• _TEXTO DE ESTUDIO_:

Por mi parte, mis gustos artísticos caminan en una dirección más acorde con las últimas palabras de Gilson:

«No se debe temer tampoco el embarcarse en las aventuras un tanto extrañas […] Solo puede ocurrir que algunas de ellas permanezcan siempre para nosotros como esos dominios secretos de los cuales, en sueños, intentamos vanamente hallar la llave. En tales casos nunca sabremos quién tiene la culpa, pero la ventaja la lleva el genio. Quien se expone sinceramente al arte creador y está de acuerdo con él y participa en sus avatares será recompensado con frecuencia por el descubrimiento, gozosamente hecho, de que una interminablemente creciente acumulación de belleza está realizándose, incluso ahora, sobre este planeta habitado por el hombre» (p. 255).

Esto está pero que muy bien, aunque venga de un conservador.

Mas no quiero engañaros. Respeto profundamente a quien vive de su trabajo y que proporciona a sus compradores, generalmente por un modesto precio más cercano a su valor de uso que a un hipotético y arbitrario valor de cambio, una pequeña dosis de belleza, sea cual sea el sentido que uno y otros quieran dar a este término. Eso me parece menos engañoso, y por supuesto más honesto, que pegar un plátano a una pared con una cinta.

Y se me hizo tarde.

• _DATOS DE ESTUDIO_:

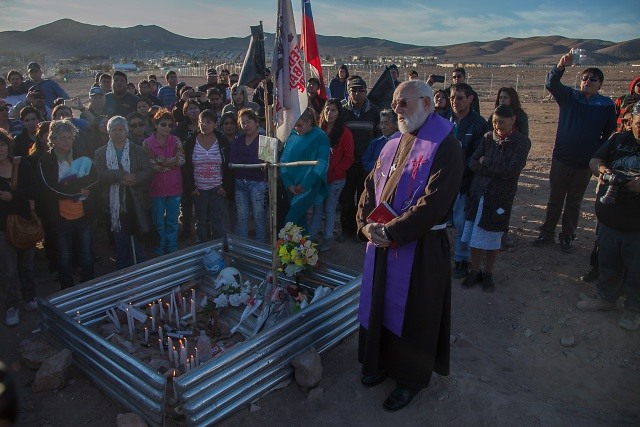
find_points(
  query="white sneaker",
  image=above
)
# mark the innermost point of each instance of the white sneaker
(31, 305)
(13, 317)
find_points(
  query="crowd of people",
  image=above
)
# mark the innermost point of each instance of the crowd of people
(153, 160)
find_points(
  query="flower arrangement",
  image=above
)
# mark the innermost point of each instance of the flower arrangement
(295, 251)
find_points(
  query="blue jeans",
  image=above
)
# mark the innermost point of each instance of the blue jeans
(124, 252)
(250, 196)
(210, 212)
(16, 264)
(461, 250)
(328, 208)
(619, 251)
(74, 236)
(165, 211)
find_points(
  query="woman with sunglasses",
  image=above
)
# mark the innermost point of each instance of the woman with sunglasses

--

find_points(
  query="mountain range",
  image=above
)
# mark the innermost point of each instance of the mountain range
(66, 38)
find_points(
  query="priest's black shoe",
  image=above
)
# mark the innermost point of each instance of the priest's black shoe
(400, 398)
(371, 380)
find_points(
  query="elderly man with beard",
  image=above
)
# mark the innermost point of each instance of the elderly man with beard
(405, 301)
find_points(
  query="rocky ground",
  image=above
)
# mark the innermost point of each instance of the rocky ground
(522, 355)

• _TAREA ASIGNADA 1_: Vuelve a escribir el pasaje del texto de estudio que va de "Por mi parte, mis" a "de un conservador.", pero pon "artista" en lugar de "genio".
• _TAREA ASIGNADA 2_: Enumera todas las construcciones comparativas del texto de estudio formadas por "más" o "menos" seguido de un adjetivo.

• _RESPUESTA ESCRITA 1_:
Por mi parte, mis gustos artísticos caminan en una dirección más acorde con las últimas palabras de Gilson:

«No se debe temer tampoco el embarcarse en las aventuras un tanto extrañas […] Solo puede ocurrir que algunas de ellas permanezcan siempre para nosotros como esos dominios secretos de los cuales, en sueños, intentamos vanamente hallar la llave. En tales casos nunca sabremos quién tiene la culpa, pero la ventaja la lleva el artista. Quien se expone sinceramente al arte creador y está de acuerdo con él y participa en sus avatares será recompensado con frecuencia por el descubrimiento, gozosamente hecho, de que una interminablemente creciente acumulación de belleza está realizándose, incluso ahora, sobre este planeta habitado por el hombre» (p. 255).

Esto está pero que muy bien, aunque venga de un conservador.

• _RESPUESTA ESCRITA 2_:
más acorde
más cercano
menos engañoso
más honesto